WORK ORDER
Reproduce every line of the listing exactly.

··· INPUT DATA ···

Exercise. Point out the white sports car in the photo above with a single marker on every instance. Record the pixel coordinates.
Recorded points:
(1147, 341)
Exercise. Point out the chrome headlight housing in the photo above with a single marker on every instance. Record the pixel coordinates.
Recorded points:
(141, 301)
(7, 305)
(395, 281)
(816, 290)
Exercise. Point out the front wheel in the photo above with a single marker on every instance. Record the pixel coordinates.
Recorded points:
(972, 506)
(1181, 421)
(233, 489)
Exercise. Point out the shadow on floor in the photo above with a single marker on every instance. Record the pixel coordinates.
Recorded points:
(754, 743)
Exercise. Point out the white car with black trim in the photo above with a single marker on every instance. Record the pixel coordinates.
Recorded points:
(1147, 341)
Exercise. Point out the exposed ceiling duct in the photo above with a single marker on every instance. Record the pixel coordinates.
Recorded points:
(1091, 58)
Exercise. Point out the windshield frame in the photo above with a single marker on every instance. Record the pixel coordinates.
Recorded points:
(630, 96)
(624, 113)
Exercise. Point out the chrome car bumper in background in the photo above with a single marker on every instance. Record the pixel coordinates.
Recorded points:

···

SOLVED PROBLEM
Exercise. Point out the white sports car in the photo above with a single marker on every instance. Record the pixel coordinates.
Recorded points:
(1147, 341)
Exercise. Point out the chrome headlight housing in the photo above with a single marker on every instance. Record the pixel coordinates.
Recorded points:
(141, 301)
(7, 305)
(395, 281)
(816, 290)
Exercise. Point out the front wheel in the photo above with a single marker on every instance. Record the pixel coordinates.
Recorded points:
(972, 506)
(1181, 421)
(233, 489)
Exercise. Point out the shadow on floor in the photo above with a single marker on every instance. Record the pixel coordinates.
Recorded points:
(754, 743)
Exercise. Point out the white car with black trim in the photo above with a single marker on every instance. Record the pixel coordinates.
Recorded points:
(1147, 341)
Exercise. Point out the exposed ceiling duct in the photo above with a single marker on every instance. Record the pixel coordinates.
Recorded points:
(1091, 58)
Exercise. Point out the windshield frame in the photo above with a single marker on every instance. Record the pixel coordinates.
Recorded points:
(630, 96)
(624, 113)
Exercise. Point out the chrome car bumper in background in the photo above with a single marker on every instance. Record the pixel coordinates.
Recorded points:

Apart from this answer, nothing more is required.